## start

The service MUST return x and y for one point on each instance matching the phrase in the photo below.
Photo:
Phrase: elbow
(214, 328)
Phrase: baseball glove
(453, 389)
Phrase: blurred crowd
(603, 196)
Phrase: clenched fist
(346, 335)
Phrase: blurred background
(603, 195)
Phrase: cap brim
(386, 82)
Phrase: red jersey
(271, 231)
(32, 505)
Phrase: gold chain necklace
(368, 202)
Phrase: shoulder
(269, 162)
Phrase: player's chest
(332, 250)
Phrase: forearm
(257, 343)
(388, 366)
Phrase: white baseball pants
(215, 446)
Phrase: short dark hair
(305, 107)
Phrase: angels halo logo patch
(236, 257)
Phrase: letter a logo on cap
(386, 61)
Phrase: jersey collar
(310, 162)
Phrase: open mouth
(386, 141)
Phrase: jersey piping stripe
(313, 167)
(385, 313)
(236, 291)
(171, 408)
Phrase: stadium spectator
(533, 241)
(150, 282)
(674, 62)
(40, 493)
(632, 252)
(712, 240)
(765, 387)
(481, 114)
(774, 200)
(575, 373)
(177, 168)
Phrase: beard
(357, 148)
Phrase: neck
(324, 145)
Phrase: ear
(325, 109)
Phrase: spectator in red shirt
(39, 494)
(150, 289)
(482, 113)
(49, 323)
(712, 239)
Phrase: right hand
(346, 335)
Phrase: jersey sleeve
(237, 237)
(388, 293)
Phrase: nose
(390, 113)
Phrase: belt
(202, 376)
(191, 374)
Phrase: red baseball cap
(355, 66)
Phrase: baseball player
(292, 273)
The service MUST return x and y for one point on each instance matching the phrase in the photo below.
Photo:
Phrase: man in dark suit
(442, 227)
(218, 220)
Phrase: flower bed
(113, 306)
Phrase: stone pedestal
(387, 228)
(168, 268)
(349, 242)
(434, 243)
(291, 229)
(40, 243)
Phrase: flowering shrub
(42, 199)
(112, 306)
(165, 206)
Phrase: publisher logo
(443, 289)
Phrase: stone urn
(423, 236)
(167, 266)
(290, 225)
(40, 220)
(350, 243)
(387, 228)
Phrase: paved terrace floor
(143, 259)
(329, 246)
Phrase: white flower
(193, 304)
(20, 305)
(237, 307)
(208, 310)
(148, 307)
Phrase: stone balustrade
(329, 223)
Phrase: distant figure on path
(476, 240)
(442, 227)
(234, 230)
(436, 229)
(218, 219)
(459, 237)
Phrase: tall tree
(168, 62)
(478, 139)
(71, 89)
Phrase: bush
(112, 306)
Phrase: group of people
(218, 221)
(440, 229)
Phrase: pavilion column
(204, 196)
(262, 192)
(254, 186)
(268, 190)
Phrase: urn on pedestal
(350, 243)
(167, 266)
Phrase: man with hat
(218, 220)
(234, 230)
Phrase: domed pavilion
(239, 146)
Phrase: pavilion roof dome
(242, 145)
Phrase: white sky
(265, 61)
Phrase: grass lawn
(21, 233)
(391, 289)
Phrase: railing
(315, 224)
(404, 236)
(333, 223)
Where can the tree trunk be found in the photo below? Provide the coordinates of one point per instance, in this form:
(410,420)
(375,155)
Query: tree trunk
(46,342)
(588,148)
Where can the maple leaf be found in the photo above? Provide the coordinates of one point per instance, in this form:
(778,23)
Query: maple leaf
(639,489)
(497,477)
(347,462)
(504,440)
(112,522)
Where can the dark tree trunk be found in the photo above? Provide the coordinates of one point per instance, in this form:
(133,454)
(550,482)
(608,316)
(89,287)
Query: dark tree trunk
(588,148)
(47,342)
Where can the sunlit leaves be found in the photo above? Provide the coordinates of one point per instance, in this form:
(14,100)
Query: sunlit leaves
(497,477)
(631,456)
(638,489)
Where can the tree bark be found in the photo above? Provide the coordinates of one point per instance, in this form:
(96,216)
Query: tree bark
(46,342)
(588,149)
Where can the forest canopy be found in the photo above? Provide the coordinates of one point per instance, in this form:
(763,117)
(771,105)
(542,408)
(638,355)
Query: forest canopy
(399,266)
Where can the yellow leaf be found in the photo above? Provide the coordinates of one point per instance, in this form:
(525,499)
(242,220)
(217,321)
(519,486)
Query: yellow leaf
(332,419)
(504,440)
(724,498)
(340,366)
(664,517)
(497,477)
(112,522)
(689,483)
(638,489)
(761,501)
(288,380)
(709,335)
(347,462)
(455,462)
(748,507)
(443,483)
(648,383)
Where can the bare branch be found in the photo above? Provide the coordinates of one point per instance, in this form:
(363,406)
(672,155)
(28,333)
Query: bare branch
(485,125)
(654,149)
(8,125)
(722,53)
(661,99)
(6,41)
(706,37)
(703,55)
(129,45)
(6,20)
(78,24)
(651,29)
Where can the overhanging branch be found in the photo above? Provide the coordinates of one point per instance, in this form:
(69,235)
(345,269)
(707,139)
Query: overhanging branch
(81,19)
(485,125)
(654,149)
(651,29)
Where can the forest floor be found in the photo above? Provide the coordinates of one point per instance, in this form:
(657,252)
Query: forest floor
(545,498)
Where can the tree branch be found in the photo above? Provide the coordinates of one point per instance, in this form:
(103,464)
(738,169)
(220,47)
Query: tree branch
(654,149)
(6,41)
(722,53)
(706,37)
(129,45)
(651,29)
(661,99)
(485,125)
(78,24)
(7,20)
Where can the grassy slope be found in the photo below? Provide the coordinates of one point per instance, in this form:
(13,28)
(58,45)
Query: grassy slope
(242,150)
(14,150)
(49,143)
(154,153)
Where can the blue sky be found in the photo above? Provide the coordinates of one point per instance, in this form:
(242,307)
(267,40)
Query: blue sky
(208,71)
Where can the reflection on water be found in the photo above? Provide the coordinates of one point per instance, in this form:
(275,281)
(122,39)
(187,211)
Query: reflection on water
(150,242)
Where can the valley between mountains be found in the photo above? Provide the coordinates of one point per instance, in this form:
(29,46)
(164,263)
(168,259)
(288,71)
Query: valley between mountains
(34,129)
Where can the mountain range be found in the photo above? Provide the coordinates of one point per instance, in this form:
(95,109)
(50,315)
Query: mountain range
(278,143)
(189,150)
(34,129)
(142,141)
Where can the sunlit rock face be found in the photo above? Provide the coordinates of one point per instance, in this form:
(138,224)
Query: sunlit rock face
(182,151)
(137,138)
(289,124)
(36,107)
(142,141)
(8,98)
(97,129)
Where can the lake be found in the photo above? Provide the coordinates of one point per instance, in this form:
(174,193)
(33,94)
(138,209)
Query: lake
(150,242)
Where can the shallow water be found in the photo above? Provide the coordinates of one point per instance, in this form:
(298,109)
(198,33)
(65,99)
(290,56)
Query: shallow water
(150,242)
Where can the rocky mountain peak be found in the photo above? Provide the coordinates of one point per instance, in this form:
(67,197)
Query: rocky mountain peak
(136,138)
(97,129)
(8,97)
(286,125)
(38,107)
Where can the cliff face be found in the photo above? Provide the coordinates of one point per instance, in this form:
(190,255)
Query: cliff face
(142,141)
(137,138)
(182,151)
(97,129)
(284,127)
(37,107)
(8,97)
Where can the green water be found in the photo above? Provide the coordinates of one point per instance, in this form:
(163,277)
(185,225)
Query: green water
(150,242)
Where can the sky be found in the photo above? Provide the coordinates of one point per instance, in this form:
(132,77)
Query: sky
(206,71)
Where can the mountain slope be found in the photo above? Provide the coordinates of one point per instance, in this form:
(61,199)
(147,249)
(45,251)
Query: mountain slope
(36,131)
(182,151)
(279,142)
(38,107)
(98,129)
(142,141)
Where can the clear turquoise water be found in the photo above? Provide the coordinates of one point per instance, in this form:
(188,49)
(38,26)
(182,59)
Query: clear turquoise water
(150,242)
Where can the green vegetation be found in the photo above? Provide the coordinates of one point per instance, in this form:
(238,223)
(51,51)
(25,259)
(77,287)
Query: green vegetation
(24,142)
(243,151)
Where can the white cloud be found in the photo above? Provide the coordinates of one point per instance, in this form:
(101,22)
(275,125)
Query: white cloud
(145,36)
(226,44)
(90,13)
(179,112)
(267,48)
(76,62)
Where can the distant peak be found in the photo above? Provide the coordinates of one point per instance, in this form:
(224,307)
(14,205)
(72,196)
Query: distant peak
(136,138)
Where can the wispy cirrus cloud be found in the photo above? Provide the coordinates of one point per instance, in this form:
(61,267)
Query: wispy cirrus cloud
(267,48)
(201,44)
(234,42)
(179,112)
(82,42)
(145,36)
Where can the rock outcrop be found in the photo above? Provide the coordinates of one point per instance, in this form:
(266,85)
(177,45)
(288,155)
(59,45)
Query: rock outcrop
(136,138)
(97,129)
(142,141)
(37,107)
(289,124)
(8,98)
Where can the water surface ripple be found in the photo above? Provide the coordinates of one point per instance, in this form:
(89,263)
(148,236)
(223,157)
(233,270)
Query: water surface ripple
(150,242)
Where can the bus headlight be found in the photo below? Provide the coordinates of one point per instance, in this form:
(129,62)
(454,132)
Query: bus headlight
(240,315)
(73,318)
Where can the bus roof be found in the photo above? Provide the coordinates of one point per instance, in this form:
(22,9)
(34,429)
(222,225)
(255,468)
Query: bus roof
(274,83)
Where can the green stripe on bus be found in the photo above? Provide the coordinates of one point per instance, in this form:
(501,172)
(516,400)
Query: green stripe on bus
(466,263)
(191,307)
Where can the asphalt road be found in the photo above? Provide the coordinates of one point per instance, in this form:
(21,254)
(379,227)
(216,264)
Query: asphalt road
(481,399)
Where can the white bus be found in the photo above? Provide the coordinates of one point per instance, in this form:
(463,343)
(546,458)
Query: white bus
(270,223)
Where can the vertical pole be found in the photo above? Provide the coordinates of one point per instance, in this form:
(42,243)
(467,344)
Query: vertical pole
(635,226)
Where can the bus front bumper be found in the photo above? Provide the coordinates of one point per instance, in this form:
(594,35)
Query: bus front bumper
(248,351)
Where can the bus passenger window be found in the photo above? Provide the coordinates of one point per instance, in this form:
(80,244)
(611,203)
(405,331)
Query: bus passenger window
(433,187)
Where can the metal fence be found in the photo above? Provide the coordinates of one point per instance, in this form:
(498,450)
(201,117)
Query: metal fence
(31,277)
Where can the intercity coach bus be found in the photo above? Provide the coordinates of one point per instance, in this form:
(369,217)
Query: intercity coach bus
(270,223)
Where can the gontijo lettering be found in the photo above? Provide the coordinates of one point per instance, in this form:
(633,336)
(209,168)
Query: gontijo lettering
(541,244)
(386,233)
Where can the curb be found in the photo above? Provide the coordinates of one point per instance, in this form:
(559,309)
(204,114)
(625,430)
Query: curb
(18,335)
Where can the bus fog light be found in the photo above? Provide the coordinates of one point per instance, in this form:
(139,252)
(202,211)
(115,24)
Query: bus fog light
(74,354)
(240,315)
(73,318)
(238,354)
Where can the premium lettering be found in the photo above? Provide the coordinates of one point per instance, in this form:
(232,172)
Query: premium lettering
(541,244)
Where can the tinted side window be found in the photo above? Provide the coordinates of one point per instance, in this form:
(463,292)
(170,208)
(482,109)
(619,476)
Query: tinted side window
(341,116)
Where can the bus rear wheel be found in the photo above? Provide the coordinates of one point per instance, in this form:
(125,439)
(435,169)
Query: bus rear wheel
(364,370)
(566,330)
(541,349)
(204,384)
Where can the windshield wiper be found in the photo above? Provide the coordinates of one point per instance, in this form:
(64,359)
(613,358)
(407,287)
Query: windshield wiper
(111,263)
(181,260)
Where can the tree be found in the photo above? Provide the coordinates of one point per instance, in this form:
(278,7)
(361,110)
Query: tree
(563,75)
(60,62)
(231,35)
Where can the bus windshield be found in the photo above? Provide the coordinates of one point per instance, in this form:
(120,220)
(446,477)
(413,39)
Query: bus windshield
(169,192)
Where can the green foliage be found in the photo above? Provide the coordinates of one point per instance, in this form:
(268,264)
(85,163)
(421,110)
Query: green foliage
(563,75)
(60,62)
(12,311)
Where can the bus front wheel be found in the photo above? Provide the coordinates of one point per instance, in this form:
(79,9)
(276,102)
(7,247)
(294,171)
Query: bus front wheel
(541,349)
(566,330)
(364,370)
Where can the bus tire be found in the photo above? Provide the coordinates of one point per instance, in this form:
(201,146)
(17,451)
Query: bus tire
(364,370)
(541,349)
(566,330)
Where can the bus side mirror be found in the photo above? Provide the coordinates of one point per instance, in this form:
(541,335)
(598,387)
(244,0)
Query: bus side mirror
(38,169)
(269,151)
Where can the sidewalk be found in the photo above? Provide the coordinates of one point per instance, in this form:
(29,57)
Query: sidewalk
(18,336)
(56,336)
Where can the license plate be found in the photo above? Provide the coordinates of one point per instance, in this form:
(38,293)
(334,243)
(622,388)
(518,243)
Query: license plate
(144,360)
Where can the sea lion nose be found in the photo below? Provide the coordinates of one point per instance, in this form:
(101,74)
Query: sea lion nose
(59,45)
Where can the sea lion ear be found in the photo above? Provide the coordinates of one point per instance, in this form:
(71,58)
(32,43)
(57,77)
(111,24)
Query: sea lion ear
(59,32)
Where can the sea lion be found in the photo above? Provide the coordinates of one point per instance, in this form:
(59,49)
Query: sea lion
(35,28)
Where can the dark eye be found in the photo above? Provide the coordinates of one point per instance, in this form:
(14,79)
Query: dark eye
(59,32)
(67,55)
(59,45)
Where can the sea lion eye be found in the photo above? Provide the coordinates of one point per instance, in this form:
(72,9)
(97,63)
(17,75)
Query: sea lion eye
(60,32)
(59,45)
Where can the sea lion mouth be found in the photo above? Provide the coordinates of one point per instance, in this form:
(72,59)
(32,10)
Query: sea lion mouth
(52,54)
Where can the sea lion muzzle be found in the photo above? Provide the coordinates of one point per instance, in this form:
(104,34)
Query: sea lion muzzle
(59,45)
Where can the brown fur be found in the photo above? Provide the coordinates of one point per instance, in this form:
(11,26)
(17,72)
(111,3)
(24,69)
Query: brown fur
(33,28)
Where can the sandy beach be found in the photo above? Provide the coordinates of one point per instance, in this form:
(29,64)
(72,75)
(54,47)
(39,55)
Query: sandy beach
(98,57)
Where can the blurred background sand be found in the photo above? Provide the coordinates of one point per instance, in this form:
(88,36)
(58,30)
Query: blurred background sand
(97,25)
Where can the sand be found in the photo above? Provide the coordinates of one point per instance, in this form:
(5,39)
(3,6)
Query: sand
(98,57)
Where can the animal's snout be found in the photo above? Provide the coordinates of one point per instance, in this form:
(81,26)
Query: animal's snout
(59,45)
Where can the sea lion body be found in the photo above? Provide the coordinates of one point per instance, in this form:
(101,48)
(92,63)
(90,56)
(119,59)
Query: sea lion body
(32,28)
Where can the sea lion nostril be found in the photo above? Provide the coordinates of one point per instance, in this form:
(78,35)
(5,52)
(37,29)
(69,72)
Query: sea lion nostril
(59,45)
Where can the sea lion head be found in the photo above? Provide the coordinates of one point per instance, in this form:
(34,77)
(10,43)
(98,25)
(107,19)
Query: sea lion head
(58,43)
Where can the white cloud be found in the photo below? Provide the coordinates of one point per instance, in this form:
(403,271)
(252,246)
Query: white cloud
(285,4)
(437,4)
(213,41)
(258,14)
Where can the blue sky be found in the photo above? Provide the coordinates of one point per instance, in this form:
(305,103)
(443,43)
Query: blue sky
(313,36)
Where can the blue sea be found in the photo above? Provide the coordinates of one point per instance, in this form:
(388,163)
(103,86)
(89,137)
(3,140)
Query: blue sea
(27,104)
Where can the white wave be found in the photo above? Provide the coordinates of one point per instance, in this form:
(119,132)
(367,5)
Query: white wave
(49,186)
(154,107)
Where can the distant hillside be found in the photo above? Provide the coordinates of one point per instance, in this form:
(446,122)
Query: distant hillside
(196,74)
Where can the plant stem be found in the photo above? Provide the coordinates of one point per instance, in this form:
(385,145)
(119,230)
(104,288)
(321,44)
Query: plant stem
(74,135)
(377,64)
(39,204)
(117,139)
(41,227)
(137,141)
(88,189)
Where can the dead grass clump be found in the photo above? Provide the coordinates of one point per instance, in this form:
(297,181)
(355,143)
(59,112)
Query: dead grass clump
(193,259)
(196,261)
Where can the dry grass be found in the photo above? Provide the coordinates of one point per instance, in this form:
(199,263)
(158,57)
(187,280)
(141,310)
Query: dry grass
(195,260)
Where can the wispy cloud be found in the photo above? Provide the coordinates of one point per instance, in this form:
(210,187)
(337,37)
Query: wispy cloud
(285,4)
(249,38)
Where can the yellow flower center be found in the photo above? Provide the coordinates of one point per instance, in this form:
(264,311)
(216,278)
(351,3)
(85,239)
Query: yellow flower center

## end

The task
Rewrite everything from the line containing "Where can the white wave" down to the end of the entries above, with the requests and their sample coordinates left as they are. Shift every number in the answer coordinates by -29.

Task output
Where can the white wave be found in the photo above? Provide the coordinates of one point per instance, in this form:
(119,132)
(367,5)
Query: white wave
(20,157)
(125,78)
Where can the distant hillside be found in the photo above? Provide the coordinates of one point per instance, in this form:
(446,122)
Query: distant hillside
(167,45)
Where can the plant stem be found in the photo above? Provide the coordinates of one point per instance, in this form:
(385,145)
(119,230)
(104,288)
(321,44)
Query: plant stem
(45,106)
(348,35)
(10,175)
(88,110)
(12,198)
(108,112)
(59,160)
Where can the dead grass clump be found in the photo above? Provide the coordinates of one point per instance, in this form:
(297,181)
(355,143)
(59,112)
Query: dead grass clump
(164,230)
(167,232)
Where can the dry grass be found in the photo above? Provide the coordinates of one point per instance, in this form:
(199,263)
(158,57)
(187,280)
(141,310)
Query: dry grass
(166,231)
Where can the wispy cloud be found in the photo above? Provide the coordinates of one point per instance, in this form:
(210,187)
(337,37)
Query: wispy cloud
(256,-25)
(220,9)
Where can the yellow flower center be found in the photo above? Provide the coordinates of one point per instance, in this form:
(264,311)
(216,278)
(351,3)
(85,239)
Query: yellow flower center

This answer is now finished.